Problem requirements :: Edit the records from the line with "Pop quiz! Spot the green" through the line with "[380,105,436,155]", changing "provide" to "give" and keeping everything else unchanged. Give only those lines.

Entries provided ::
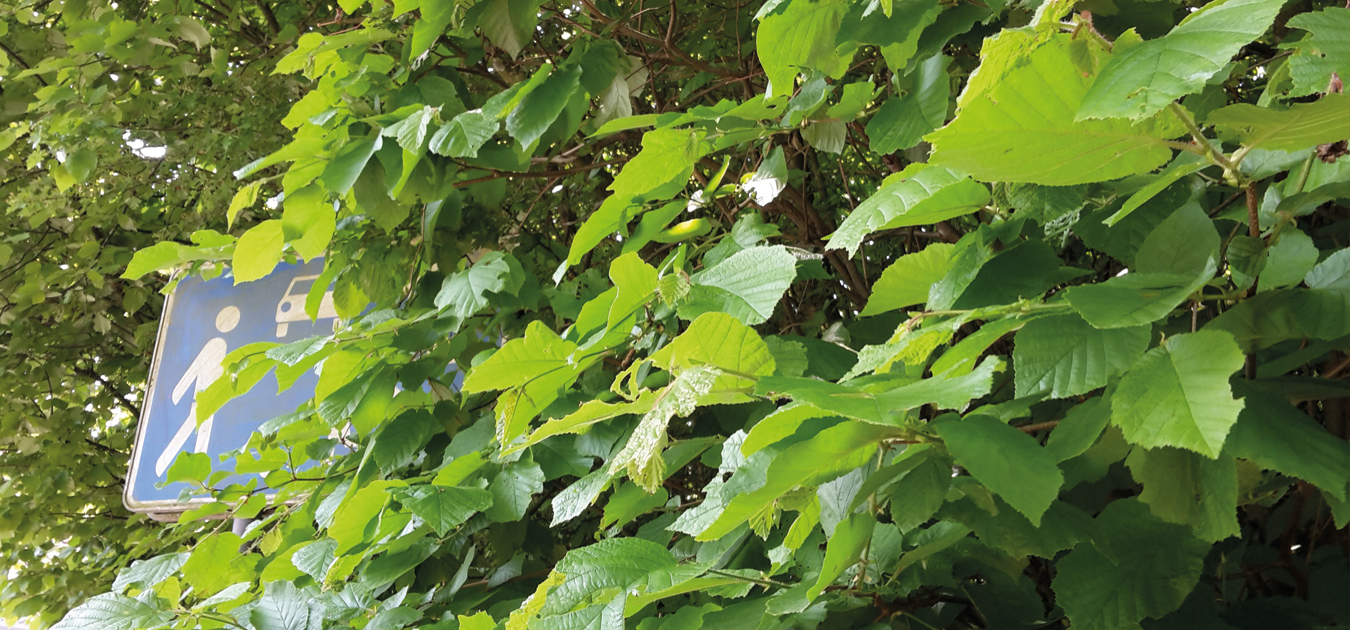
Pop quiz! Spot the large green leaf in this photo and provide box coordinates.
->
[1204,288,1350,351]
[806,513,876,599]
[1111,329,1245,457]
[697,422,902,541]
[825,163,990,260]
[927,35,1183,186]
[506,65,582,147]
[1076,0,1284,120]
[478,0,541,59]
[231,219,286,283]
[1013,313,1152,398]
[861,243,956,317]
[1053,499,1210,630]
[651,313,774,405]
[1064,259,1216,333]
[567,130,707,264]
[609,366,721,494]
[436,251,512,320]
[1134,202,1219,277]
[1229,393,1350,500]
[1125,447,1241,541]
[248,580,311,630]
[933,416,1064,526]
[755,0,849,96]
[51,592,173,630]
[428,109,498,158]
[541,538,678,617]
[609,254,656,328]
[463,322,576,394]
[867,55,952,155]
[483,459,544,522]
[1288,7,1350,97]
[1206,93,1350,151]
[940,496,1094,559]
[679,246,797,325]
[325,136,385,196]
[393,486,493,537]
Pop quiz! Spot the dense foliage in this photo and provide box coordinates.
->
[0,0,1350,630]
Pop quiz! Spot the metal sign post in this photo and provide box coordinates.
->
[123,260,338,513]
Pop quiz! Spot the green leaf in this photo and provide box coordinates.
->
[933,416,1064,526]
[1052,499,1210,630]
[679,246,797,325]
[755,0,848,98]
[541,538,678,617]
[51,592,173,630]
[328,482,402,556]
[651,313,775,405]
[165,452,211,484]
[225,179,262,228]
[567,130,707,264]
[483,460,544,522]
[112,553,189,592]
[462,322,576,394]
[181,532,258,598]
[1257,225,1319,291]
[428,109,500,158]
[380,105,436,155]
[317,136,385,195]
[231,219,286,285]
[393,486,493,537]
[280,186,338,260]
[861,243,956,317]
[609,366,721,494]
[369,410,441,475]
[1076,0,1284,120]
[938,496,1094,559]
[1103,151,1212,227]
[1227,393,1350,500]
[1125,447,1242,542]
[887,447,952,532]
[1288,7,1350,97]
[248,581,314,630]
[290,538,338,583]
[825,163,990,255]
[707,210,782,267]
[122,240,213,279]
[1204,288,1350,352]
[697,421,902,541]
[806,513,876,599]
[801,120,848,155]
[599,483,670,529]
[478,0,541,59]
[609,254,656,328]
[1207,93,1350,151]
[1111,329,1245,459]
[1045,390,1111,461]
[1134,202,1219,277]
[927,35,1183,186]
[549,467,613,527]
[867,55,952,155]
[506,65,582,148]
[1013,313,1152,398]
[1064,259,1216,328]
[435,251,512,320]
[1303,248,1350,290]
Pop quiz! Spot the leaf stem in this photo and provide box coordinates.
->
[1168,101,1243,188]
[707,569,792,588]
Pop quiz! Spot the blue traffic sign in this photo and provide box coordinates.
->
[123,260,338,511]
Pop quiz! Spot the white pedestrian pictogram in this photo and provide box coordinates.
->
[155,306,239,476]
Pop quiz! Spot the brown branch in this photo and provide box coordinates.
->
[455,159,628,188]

---

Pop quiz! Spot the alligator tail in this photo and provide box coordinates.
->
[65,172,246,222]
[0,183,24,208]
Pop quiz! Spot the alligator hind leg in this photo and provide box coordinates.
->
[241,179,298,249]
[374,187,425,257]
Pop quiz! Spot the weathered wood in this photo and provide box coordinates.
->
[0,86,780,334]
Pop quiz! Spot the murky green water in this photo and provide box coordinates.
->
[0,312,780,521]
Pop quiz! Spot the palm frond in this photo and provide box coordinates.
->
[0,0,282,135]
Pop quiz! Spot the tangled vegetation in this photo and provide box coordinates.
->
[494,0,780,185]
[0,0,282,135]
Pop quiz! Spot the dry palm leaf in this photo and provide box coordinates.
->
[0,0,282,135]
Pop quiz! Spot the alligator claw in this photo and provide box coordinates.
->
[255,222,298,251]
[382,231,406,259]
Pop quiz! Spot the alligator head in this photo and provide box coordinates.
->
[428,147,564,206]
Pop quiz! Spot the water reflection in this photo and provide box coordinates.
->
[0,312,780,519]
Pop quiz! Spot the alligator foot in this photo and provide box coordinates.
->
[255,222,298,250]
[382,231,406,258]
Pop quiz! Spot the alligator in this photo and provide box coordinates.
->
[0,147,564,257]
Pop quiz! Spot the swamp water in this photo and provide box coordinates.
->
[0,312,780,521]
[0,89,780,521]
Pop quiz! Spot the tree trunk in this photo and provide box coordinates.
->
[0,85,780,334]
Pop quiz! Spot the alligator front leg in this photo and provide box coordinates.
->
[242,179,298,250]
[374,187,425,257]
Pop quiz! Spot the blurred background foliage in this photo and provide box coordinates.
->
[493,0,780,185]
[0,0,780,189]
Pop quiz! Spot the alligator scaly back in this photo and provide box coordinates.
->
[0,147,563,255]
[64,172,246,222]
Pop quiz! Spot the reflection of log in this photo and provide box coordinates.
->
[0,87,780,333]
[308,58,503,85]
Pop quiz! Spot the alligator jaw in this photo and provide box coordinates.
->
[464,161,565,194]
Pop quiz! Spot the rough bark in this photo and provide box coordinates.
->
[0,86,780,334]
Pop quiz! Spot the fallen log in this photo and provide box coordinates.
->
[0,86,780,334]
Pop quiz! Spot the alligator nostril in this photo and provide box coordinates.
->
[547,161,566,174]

--

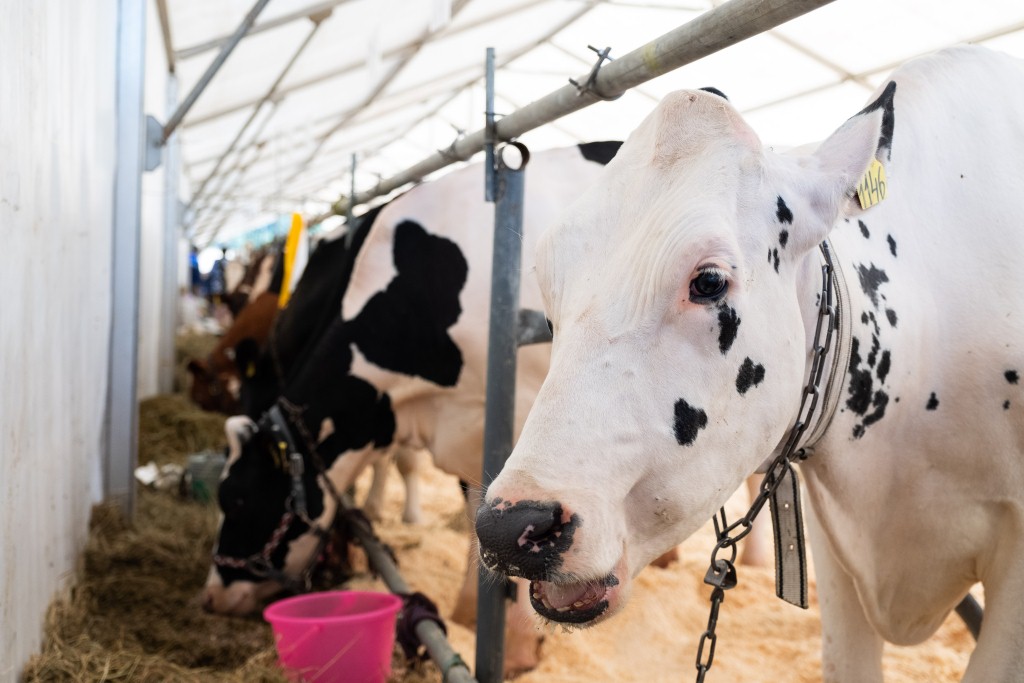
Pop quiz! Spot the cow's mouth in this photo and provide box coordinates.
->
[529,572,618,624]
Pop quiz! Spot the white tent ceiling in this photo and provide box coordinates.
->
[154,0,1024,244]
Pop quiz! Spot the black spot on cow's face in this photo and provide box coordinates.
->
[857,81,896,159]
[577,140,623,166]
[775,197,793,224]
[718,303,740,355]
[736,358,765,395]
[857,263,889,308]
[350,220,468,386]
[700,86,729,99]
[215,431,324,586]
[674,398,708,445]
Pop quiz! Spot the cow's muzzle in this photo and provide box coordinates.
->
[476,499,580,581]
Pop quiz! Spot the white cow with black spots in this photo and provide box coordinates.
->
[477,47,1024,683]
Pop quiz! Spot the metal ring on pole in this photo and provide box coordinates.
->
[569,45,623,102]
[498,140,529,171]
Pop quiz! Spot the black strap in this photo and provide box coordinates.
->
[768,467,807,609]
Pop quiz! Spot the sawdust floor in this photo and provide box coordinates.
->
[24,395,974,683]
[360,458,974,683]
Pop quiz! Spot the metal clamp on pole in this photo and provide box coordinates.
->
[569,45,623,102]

Final result ::
Pop quiz! Spot the green leaf in this photo and give box coordinates.
->
[933,416,1064,526]
[1052,499,1210,630]
[679,246,797,325]
[755,0,848,98]
[541,538,678,617]
[51,592,173,630]
[328,482,402,556]
[651,313,775,405]
[165,452,211,484]
[225,179,262,228]
[567,130,707,264]
[483,460,544,522]
[112,553,189,592]
[462,322,576,394]
[181,532,258,598]
[1257,225,1319,291]
[428,109,500,158]
[380,105,436,155]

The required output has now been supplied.